• **Text block**
Our work is not the first one to show that sexual orientation can be detected from the human face. It is well established that humans can, with some accuracy, detect sexual orientation from a still facial image. It has also been previously shown that computers outcompete humans at many visual tasks, including detecting sexual orientation.
We invite you to consider the evidence before dismissing it.
Note: This study is not about sexual orientation or its origins, despite some people trying to interpret it in this way.
This study was peer-reviewed and published in the Journal of Personality and Social Psychology, the leading academic journal in psychology. In addition, before it was sent for a formal peer review, the manuscript was reviewed by over a dozen experts in sexuality, psychology, and artificial intelligence. Stanford’s Internal Review Board has approved the research.
Across seven studies, we show that a computer algorithm can accurately detect sexual orientation from people’s faces. When presented with a pair of participants, one gay and one straight, the algorithm could correctly distinguish between them 91% of the time for men and 83% for women.
This is comparable with the accuracy of mammograms (85%) or modern diagnostic tools for Parkinson's disease (90%). (Also see this section.)
We trained the algorithm on a sample of over 35,000 facial images of self-identified gay and straight individuals obtained from a publicly available database. The accuracy was verified on a subset of images the algorithm had not seen before. We ensured that the predictions were not affected by differences in age and ethnicity.
We also tested the algorithm on an independent sample of Facebook profile pictures and achieved similar results.
In contrast, human judges were not much more accurate than random guesses. This is yet another example of artificial intelligence (AI) outperforming humans.
As the title indicates, our study aims to show that “Deep neural networks are more accurate than humans at detecting sexual orientation from facial images.”
This study is not about sexual orientation or its origins. In the process of studying the features employed by the classifier to distinguish between gay and straight faces, we noted that the former tend to be gender atypical (or, in other words, that faces of gay men tended to be slightly more feminine than those of straight men, while faces of lesbians tended to be slightly more masculine than those of straight women). This is consistent with one of the most widely accepted theories explaining the origins of sexual orientation (prenatal hormone theory).[2]
Our findings' consistency with a widely accepted theory of the origins of sexual orientation does not prove that theory. Instead, it provides additional support for the validity of our findings.
This study was neither designed nor intended to explore prenatal hormone theory or the origins of sexual orientation.
No, we did not. We showed that a widely used facial recognition technology inadvertently exposes people’s sexual orientation.
Facial recognition software examines a face and turns it into a numerical representation or a bunch of numbers. Those numbers are typically compared across different facial images to see which one contains the same face.
We noticed that these numbers differ in predictable ways between gay and straight faces, allowing for the detection of sexual orientation and invasion of people’s privacy. In other words, the information about your sexual orientation is already built into the results produced by facial recognition software. It is not explicit—the software does not say, “Michal is gay,” but, as we show in our paper, this intimate information can be relatively easily extracted.
This might be news to you and the leaders of the LBTQ community, but technology companies and governmental institutions are all well aware of the fact that sensitive traits can be easily extracted from the numbers produced by facial recognition software.[3]
See Section “This must be wrong!” below.

• **Work task A**
In the text about the facial-recognition study on sexual orientation, what share of the time could the algorithm correctly tell a gay man from a straight man?
• **Work task B**
Please extract from the text about the facial-recognition study the passage starting at "This study is not about sexual orientation or its origins." and ending at "of sexual orientation.".
• **Work task C**
Continue the text about the facial-recognition study on sexual orientation after its last sentence.

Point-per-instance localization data
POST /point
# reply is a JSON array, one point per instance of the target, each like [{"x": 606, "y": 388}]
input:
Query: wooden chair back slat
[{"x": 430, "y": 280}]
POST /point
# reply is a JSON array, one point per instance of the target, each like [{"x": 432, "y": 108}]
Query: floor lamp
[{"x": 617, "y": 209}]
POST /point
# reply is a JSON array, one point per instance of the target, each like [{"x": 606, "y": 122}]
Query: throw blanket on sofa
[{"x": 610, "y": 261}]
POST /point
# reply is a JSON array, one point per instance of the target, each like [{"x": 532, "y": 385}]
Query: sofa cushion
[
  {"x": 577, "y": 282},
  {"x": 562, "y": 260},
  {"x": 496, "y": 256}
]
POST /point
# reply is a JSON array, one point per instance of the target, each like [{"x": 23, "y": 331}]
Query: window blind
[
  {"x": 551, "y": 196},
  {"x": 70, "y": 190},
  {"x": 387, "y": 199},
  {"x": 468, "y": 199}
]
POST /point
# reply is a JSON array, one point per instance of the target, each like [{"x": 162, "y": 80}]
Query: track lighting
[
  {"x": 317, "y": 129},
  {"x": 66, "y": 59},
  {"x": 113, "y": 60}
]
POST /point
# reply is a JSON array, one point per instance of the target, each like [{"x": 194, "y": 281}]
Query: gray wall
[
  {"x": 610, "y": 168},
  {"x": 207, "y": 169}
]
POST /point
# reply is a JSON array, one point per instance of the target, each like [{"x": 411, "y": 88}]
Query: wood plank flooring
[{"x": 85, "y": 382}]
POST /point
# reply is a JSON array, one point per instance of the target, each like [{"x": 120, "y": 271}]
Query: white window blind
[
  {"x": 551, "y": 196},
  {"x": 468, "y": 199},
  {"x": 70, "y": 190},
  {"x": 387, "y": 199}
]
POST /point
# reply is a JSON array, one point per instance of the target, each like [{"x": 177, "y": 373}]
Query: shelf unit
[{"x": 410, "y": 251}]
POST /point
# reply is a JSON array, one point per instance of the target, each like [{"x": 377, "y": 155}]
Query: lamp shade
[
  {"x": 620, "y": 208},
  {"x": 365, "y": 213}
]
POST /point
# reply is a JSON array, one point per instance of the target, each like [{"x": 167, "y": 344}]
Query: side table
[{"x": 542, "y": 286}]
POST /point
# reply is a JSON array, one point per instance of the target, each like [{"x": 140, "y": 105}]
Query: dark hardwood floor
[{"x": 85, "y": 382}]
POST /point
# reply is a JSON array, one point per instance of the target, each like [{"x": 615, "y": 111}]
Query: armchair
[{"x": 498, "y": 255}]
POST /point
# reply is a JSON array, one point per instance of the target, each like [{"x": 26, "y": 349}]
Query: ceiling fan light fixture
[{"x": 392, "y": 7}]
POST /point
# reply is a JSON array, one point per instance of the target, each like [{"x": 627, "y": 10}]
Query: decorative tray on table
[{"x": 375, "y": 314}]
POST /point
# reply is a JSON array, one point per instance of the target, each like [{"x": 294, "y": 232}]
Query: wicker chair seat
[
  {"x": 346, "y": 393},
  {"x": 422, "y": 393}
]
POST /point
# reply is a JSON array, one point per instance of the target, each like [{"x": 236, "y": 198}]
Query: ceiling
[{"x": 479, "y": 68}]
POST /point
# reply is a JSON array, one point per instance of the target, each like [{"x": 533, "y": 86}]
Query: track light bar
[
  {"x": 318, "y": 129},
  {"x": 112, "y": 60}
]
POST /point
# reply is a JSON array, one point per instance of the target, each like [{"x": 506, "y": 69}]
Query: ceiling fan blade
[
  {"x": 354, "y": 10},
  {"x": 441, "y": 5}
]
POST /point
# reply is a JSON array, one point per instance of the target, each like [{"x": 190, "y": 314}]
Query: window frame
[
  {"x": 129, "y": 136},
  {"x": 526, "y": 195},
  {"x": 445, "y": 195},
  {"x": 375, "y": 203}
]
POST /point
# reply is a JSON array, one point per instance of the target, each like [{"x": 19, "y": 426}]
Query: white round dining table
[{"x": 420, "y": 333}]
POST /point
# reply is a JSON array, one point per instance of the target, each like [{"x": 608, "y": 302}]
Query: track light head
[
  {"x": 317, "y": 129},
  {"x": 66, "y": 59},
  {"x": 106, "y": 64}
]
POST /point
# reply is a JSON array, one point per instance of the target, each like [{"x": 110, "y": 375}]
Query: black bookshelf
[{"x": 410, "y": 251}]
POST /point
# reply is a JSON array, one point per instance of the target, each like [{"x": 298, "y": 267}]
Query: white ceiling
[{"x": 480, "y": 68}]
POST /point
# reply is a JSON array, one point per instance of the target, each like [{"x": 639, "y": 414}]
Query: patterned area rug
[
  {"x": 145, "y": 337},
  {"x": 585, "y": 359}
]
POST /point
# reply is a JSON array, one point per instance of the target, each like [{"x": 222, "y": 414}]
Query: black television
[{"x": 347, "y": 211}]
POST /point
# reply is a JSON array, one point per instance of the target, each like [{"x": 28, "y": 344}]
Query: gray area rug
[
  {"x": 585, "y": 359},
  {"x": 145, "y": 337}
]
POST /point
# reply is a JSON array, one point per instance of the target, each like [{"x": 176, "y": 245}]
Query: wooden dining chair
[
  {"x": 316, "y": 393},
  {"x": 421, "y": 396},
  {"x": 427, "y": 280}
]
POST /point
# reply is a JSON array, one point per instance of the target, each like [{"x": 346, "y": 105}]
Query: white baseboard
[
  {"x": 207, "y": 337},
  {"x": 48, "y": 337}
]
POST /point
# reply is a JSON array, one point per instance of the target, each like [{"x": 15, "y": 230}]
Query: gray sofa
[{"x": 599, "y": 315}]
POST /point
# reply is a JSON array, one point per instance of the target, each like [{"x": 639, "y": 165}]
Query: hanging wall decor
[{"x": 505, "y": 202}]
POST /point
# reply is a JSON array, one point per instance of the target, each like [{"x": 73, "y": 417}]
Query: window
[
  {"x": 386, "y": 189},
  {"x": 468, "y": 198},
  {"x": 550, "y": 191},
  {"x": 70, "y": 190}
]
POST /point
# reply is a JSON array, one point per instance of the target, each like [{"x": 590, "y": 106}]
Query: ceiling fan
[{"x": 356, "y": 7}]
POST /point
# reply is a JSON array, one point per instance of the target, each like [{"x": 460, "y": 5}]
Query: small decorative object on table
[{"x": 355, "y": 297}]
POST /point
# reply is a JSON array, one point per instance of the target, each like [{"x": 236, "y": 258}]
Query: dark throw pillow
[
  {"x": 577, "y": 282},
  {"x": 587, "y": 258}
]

• **Reply A**
91% of the time.

• **Reply B**
This study is not about sexual orientation or its origins. In the process of studying the features employed by the classifier to distinguish between gay and straight faces, we noted that the former tend to be gender atypical (or, in other words, that faces of gay men tended to be slightly more feminine than those of straight men, while faces of lesbians tended to be slightly more masculine than those of straight women). This is consistent with one of the most widely accepted theories explaining the origins of sexual orientation (prenatal hormone theory).[2]
Our findings' consistency with a widely accepted theory of the origins of sexual orientation does not prove that theory. Instead, it provides additional support for the validity of our findings.
This study was neither designed nor intended to explore prenatal hormone theory or the origins of sexual orientation.

• **Reply C**
The fact that algorithms can predict sexual orientation from human faces has serious privacy implications. The ability to control when and to whom to reveal one’s sexual orientation is crucial not only for one’s well-being but also for one’s safety.
In some cases, losing the privacy of one’s sexual orientation can be life-threatening. The members of the LGBTQ community still suffer physical and psychological abuse at the hands of governments, neighbors, and even their own families. The laws in many countries criminalize same-gender sexual behavior, and in some places, it is punishable by death.
The growing digitalization of our lives and rapid progress in AI continue to erode our privacy. As this and our previous studies illustrate, willingly shared digital footprints can be used to reveal intimate traits. Michal’s 2013 paper warned that algorithms can accurately reveal people’s intimate traits from their Facebook “Likes,” which were, at that time, publicly visible by default. His 2015 paper showed that algorithms can predict one’s behavior more accurately than a friend or spouse.
Those papers raised enough alarm to effect policy change. For example, within a few weeks of Michal’s 2013 paper's publication, Facebook switched off Likes's public visibility. Michal’s work was also discussed by lawmakers in the U.S. and the EU in the context of the new privacy legislation.
Our work is aimed at informing privacy policies and technology.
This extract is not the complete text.